> The input
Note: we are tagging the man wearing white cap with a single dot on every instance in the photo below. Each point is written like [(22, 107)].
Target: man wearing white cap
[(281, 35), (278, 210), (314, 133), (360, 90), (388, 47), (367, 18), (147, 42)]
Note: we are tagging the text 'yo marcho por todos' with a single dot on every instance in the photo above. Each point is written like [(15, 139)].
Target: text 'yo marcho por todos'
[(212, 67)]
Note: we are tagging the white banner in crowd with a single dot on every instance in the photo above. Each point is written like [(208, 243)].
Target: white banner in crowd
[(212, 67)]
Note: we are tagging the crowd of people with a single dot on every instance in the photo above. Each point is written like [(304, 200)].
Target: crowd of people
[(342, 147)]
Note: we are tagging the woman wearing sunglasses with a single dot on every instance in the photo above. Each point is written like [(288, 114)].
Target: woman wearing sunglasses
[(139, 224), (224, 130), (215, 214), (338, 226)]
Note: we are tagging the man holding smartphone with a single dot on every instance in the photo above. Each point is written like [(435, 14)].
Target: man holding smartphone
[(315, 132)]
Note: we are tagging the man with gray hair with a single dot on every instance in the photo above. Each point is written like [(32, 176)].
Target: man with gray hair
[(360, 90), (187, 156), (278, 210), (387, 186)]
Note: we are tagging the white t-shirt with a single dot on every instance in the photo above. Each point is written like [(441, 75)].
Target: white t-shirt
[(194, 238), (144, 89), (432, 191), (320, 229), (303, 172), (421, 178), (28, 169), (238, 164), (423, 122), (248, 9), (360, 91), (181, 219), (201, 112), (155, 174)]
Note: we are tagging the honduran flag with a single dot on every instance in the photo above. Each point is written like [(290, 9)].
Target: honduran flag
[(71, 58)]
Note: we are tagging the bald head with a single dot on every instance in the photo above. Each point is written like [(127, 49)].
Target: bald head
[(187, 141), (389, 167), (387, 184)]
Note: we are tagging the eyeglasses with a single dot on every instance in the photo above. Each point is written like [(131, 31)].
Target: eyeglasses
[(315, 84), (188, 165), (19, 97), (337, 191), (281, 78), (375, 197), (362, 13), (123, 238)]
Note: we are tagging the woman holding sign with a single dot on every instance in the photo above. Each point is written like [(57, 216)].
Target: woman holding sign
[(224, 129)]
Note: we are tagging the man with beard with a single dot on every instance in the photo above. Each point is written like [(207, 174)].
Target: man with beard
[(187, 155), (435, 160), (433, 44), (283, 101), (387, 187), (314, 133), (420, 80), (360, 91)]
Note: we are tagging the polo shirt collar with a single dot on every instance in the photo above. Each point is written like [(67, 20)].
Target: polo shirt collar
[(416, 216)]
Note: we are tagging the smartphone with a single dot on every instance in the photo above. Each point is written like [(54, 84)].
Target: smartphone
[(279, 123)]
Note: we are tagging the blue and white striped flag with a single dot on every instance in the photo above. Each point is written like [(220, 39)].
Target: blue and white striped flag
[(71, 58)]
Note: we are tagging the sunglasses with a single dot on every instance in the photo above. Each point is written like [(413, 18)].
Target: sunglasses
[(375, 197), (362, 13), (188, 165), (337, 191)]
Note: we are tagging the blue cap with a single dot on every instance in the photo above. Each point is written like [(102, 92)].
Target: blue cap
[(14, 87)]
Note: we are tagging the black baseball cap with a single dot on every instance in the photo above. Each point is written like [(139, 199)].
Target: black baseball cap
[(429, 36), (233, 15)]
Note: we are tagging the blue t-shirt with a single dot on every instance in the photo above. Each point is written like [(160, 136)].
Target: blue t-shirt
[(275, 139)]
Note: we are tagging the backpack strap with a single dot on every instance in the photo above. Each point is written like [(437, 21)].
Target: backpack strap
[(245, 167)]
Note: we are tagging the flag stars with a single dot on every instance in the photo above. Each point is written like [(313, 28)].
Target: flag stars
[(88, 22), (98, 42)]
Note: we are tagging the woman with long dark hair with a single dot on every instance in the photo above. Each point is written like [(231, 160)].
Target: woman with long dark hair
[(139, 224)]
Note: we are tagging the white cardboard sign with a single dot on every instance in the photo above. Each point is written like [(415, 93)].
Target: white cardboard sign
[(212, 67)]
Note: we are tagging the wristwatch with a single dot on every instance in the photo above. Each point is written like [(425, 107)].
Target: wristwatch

> Activity
Would you show each line of the material above that contains the string "wristwatch"?

> Task response
Note: we are tagging the wristwatch with a single dot on every instance in the photo above. Each point is written like [(425, 107)].
Target: wristwatch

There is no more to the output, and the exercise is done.